- _TASK DESCRIPTION_
Select each line below that contains the word "column" and copy it out.

- _THE RECORDS_
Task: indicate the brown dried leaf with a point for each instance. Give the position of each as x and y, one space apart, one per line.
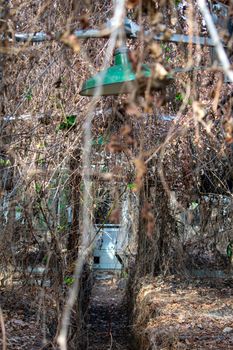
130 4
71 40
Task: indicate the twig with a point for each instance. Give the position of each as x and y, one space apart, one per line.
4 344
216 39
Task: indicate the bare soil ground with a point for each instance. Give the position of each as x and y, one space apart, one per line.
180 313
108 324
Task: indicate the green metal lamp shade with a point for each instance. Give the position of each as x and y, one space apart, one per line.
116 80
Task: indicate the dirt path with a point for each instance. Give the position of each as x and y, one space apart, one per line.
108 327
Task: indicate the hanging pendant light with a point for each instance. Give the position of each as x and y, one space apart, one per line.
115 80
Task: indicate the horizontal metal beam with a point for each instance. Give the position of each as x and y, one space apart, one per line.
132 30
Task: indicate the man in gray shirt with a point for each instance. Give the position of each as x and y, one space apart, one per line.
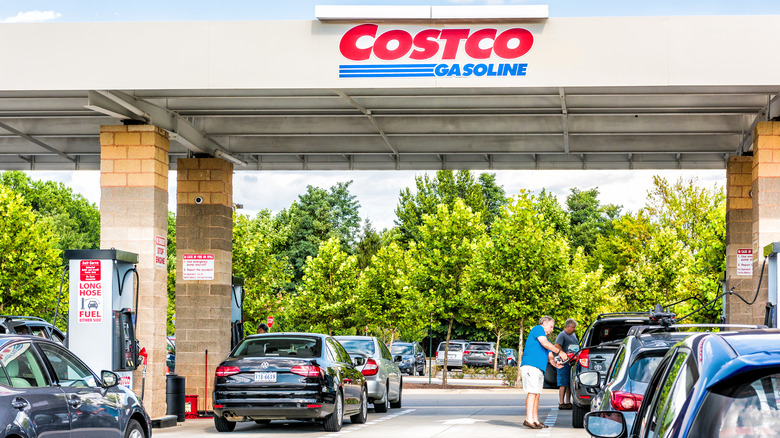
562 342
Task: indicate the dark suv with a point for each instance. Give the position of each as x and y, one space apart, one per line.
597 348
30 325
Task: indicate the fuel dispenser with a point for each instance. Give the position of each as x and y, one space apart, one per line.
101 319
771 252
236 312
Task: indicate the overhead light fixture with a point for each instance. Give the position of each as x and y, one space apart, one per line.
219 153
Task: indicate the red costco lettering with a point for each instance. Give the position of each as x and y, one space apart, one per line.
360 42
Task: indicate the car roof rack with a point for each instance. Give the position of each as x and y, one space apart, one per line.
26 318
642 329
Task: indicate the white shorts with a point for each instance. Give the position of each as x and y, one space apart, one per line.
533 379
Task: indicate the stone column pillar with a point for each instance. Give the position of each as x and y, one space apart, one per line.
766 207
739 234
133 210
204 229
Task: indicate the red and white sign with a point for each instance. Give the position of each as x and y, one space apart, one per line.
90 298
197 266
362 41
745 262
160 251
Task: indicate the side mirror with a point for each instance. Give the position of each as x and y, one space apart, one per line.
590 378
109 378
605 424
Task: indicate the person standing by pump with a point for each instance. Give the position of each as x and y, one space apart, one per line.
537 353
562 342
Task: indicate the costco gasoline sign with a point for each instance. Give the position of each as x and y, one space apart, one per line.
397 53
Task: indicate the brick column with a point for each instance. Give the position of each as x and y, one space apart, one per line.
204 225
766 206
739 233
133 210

* * *

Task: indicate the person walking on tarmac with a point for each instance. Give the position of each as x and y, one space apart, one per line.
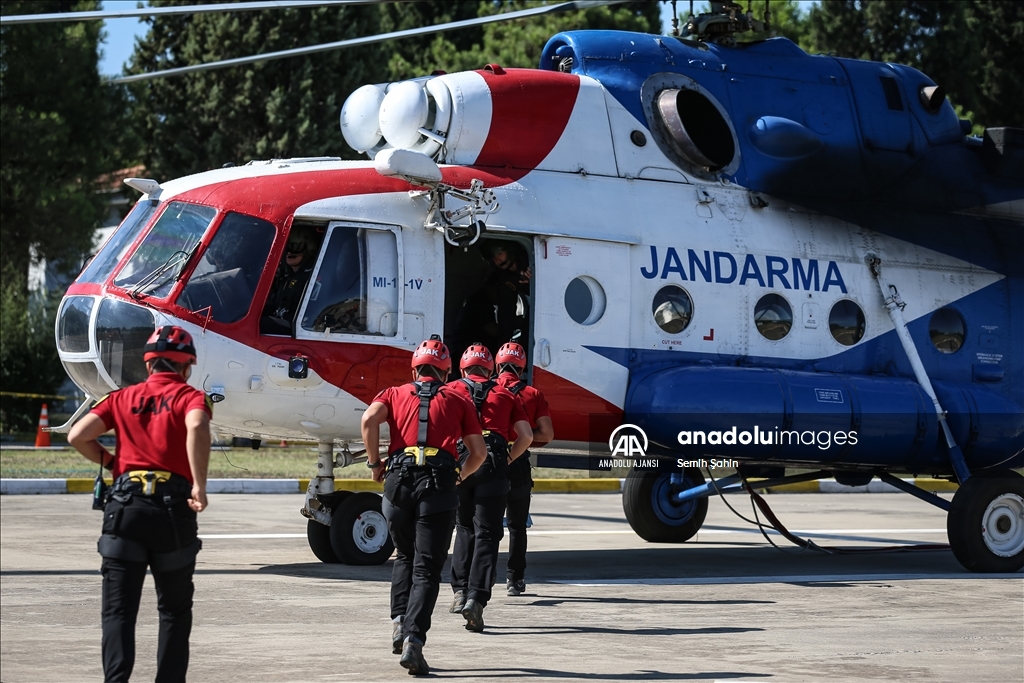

---

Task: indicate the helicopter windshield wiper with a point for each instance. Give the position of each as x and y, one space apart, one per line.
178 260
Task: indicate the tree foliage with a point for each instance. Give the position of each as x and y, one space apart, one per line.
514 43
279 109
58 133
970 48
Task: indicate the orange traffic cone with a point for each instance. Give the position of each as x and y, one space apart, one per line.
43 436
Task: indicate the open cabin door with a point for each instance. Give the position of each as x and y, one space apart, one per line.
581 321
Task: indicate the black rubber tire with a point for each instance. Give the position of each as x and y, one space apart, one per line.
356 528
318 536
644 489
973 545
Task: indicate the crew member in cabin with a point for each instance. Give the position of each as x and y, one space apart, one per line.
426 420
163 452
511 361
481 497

- _EXPECTED ANSWER_
Task: indicate the stone column pillar with a point for each instance. Give the position of each as x and y, one space apart, one per line.
Task: indicate the brick column with a point for each instance. Give the position of each as x and y, one space apart, one per line.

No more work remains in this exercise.